### WHAT IS BEING ASKED:
Please print all of the entries, matching them exactly.

- Opening Delimiter -

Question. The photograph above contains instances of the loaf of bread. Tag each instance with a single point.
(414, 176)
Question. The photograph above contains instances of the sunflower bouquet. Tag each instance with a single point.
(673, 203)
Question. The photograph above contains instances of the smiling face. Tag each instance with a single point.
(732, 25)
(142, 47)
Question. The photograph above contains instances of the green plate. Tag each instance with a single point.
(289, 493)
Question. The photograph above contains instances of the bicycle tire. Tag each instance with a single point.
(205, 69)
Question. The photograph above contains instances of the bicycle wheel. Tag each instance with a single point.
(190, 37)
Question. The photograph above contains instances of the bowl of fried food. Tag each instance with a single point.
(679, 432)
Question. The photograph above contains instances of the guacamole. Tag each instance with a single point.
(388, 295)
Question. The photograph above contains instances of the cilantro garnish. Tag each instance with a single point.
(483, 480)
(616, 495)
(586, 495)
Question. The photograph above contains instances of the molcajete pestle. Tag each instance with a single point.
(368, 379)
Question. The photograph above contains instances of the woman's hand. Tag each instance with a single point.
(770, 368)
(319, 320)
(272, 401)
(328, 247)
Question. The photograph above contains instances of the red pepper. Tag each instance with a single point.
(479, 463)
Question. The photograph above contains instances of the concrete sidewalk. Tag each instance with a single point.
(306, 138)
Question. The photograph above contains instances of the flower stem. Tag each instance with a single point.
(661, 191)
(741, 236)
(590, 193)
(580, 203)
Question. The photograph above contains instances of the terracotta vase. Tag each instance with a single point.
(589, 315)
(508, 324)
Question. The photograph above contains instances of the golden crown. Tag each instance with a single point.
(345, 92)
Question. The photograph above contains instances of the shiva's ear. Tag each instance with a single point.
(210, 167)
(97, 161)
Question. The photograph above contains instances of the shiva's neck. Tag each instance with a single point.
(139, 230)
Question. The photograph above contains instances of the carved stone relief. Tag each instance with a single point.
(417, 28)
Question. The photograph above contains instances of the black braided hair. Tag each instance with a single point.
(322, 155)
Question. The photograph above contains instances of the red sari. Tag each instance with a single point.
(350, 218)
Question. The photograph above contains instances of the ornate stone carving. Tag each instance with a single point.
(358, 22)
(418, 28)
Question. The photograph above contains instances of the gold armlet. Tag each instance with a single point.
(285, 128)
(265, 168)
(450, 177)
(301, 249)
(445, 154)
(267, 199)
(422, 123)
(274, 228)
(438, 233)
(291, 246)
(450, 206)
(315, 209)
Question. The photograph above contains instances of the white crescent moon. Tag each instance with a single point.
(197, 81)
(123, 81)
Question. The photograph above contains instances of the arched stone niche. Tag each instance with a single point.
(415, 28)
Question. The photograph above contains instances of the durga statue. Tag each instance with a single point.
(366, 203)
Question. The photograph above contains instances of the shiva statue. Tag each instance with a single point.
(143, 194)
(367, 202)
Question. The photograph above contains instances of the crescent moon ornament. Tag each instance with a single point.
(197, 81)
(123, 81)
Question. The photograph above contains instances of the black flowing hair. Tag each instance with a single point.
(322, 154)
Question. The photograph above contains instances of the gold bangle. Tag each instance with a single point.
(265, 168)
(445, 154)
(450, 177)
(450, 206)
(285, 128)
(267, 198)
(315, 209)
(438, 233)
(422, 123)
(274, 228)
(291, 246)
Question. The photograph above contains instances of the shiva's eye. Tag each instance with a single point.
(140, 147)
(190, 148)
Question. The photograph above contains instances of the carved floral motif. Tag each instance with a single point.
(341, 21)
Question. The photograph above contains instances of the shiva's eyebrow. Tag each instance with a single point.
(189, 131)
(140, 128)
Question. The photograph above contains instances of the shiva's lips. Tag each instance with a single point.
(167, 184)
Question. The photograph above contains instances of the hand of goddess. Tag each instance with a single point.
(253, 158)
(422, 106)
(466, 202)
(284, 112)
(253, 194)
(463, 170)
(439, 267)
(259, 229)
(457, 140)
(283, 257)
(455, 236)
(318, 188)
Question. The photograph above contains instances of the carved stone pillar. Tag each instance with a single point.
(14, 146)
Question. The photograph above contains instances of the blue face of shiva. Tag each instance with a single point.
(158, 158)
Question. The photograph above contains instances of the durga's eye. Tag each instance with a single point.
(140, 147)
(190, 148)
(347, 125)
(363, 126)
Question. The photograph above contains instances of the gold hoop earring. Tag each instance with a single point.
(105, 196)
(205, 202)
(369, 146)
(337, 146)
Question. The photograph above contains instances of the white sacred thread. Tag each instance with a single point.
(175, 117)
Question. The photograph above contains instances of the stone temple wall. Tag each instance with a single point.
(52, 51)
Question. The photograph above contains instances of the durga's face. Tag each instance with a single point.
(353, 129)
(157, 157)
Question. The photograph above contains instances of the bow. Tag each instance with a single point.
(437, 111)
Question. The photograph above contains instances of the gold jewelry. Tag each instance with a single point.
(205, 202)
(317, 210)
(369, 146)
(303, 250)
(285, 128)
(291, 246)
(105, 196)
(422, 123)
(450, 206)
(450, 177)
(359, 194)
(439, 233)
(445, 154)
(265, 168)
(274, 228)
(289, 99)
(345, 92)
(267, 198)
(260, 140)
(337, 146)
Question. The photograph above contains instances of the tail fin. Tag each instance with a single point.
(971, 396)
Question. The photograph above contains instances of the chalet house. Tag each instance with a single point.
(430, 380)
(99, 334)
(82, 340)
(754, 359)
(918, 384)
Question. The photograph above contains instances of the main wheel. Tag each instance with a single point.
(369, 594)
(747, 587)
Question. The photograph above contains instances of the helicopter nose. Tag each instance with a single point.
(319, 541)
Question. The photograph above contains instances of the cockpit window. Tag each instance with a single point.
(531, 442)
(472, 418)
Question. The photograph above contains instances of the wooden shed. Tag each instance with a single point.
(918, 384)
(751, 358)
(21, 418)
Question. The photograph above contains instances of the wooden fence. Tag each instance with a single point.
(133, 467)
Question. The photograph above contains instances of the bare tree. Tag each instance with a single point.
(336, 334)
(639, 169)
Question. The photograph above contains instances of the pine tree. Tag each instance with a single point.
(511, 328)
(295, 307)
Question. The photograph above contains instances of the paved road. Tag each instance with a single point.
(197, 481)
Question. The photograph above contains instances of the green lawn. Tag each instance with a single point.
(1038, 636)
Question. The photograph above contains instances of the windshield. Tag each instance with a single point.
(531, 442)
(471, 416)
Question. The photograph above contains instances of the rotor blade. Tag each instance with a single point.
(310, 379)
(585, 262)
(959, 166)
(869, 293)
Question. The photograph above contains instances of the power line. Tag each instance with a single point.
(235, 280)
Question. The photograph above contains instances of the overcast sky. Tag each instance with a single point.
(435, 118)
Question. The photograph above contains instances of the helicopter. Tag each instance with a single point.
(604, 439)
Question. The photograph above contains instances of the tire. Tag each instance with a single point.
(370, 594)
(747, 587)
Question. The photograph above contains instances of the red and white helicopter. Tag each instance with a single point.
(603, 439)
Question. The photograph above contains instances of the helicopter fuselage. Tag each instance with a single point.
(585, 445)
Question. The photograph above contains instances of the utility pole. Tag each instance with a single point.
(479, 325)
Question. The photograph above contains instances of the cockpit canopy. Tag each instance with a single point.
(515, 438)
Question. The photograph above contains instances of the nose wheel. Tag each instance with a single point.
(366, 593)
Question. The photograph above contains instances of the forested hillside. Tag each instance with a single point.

- Closing Delimiter -

### EXERCISE ANSWER:
Question. The photograph above contains instances of the loaf of bread. Tag each instance with a single point.
(414, 176)
Question. The photograph above contains instances of the sunflower bouquet. Tag each instance with a single point.
(673, 203)
Question. The photograph above contains instances of the smiling face. Tag each instance with a single point.
(732, 25)
(142, 47)
Question. The photograph above contains instances of the green plate. Tag each instance with a single point.
(289, 493)
Question. The photograph above contains instances of the bicycle tire. Tag each instance with a single point.
(205, 69)
Question. The photograph above contains instances of the bicycle wheel. Tag each instance with a single point.
(190, 37)
Question. The photograph above contains instances of the bowl of fried food. Tag each instance with a single point.
(679, 432)
Question. The photograph above contains instances of the guacamole. Tag each instance with a single point.
(388, 295)
Question. The photograph above contains instances of the cilantro garnish. Tag each instance with a single point.
(483, 480)
(616, 495)
(586, 495)
Question. The photograph above contains instances of the molcajete pestle. Tag each instance with a single point.
(368, 379)
Question. The photograph above contains instances of the woman's hand. Tag each instance with a single point.
(770, 368)
(319, 320)
(272, 401)
(328, 247)
Question. The photograph above contains instances of the red pepper. Tag each instance with a single point.
(479, 463)
Question. The photograph above contains instances of the concrete sidewalk. Tag each instance with a single point.
(306, 138)
Question. The photograph above contains instances of the flower stem. Tag each instance with a single point.
(661, 191)
(741, 236)
(590, 193)
(580, 203)
Question. The photograph above contains instances of the terracotta vase. Tag each instance with a single point.
(589, 315)
(508, 324)
Question. The photograph above contains instances of the golden crown. Tag each instance with a single point.
(345, 92)
Question. The photograph above contains instances of the shiva's ear. Tag each instance with a single point.
(210, 167)
(97, 161)
Question. The photograph above contains instances of the shiva's neck. Tag each instance with a single point.
(139, 230)
Question. The photograph above contains instances of the carved stone relief. Tag each instance with a single point.
(417, 28)
Question. The photograph above contains instances of the black braided hair. Tag each instance with a single point.
(322, 155)
Question. The photograph above contains instances of the red sari. Tag each instance with a single point.
(350, 218)
Question. The photograph above contains instances of the ornate stone carving. Tag each instance with a single point.
(358, 22)
(418, 28)
Question. The photograph above contains instances of the gold armlet. Tag each instance with a single point.
(285, 128)
(265, 168)
(450, 177)
(301, 249)
(445, 154)
(267, 199)
(422, 123)
(274, 228)
(438, 233)
(291, 246)
(450, 206)
(315, 209)
Question. The photograph above contains instances of the white crescent moon. Tag each instance with a single point.
(197, 81)
(123, 81)
Question. The photograph above contains instances of the arched stone niche. Tag each instance with a single point.
(415, 28)
Question. The photograph above contains instances of the durga statue. Tag each instance with a single point.
(366, 203)
Question. The photograph above contains instances of the shiva statue. Tag each instance with a single point.
(143, 194)
(367, 202)
Question. The photograph above contains instances of the crescent moon ornament. Tag each instance with a single point.
(197, 81)
(123, 81)
Question. The photograph above contains instances of the black flowing hair. Tag each instance with a single point.
(322, 154)
Question. The photograph above contains instances of the gold bangle. Tag each instance with a single point.
(265, 168)
(445, 154)
(450, 177)
(450, 206)
(285, 128)
(267, 198)
(315, 209)
(438, 233)
(422, 123)
(274, 228)
(291, 246)
Question. The photograph above contains instances of the shiva's eye. Tag each instance with a single point.
(140, 147)
(190, 148)
Question. The photograph above contains instances of the carved floral motif. Tag each instance with a single point.
(341, 21)
Question. The photograph above contains instances of the shiva's eyebrow. Tag each instance with a single point.
(189, 131)
(140, 128)
Question. The photograph above contains instances of the shiva's lips. Tag each instance with a single point.
(167, 184)
Question. The photograph above contains instances of the hand of goddess. Tag each instance with a single point.
(253, 158)
(422, 106)
(466, 202)
(284, 112)
(253, 194)
(463, 170)
(439, 267)
(259, 229)
(457, 140)
(283, 257)
(455, 236)
(318, 188)
Question. The photograph above contains instances of the carved stone pillar. Tag each instance with a single point.
(14, 146)
Question. The photograph above contains instances of the blue face of shiva. Tag each instance with a single point.
(158, 158)
Question. The photograph above contains instances of the durga's eye. Tag each instance with a single point.
(140, 147)
(190, 148)
(347, 125)
(363, 126)
Question. The photograph above contains instances of the gold hoop earring. Tag each instance with a single point.
(105, 196)
(205, 202)
(369, 146)
(337, 146)
Question. The photograph above contains instances of the white sacred thread. Tag each instance with a single point.
(175, 117)
Question. The photograph above contains instances of the stone temple wall. Tag each instance with a single point.
(52, 51)
Question. The photograph above contains instances of the durga's face. Tag each instance with a single point.
(353, 129)
(157, 157)
Question. The photograph above contains instances of the bow. Tag each instance with a single point.
(437, 111)
Question. The photograph above contains instances of the gold jewelry. Tag each instance with a single point.
(205, 202)
(317, 210)
(369, 146)
(303, 250)
(285, 128)
(291, 246)
(105, 196)
(422, 123)
(450, 206)
(450, 177)
(359, 194)
(439, 233)
(445, 154)
(265, 168)
(274, 228)
(289, 99)
(345, 92)
(267, 198)
(260, 140)
(337, 146)
Question. The photograph above contains instances of the tail fin. Tag each instance with a single point.
(971, 396)
Question. The photograph above contains instances of the chalet house. Tag each instance with a single point.
(430, 380)
(99, 334)
(82, 340)
(754, 359)
(918, 384)
Question. The photograph above contains instances of the main wheel. Tag each instance with a single point.
(369, 594)
(747, 587)
Question. The photograph above contains instances of the helicopter nose. Tag each instance with a single point.
(319, 541)
Question. The photograph above contains instances of the cockpit window. Tag each instance with a single point.
(531, 442)
(472, 418)
Question. The photograph above contains instances of the wooden shed. Tag each instance with a single point.
(918, 384)
(751, 358)
(21, 418)
Question. The photograph above contains instances of the wooden fence. Tag each instance with a single point.
(133, 467)
Question. The photograph above contains instances of the bare tree. Tag each instance with a single point.
(336, 334)
(639, 169)
Question. The photograph above contains instances of the pine tree. Tag each instance with a single point.
(511, 328)
(295, 307)
Question. The photograph above contains instances of the paved road. Tag each instance with a single point.
(197, 481)
Question. The photograph above contains instances of the green lawn. Tag each instance with a single point.
(1038, 636)
Question. The photograph above contains instances of the windshield. Tag each instance with a single point.
(531, 442)
(471, 416)
Question. The photograph above contains instances of the rotor blade. Tag each instance with a single point.
(310, 379)
(585, 262)
(959, 166)
(869, 293)
Question. The photograph above contains instances of the power line. Tag each instance with a single point.
(235, 280)
Question. The photograph above contains instances of the overcast sky. Tag each instance with a single point.
(435, 118)
Question. The photograph above contains instances of the helicopter. Tag each instance with a single point.
(604, 439)
Question. The photograph above contains instances of the tire. Tag each instance with a single point.
(370, 594)
(747, 587)
Question. The photograph above contains instances of the red and white helicopter. Tag each instance with a single point.
(603, 439)
Question. The photograph above contains instances of the helicopter fuselage. Tag each instance with a single point.
(585, 445)
Question. The photograph above contains instances of the utility pole. Tag each instance with a single point.
(479, 325)
Question. The photograph above contains instances of the cockpit canopy. Tag each instance with a single point.
(515, 438)
Question. The photograph above contains instances of the nose wheel. Tag each instance with a single point.
(366, 593)
Question. The photograph above contains instances of the forested hillside. Tag each instance with a single point.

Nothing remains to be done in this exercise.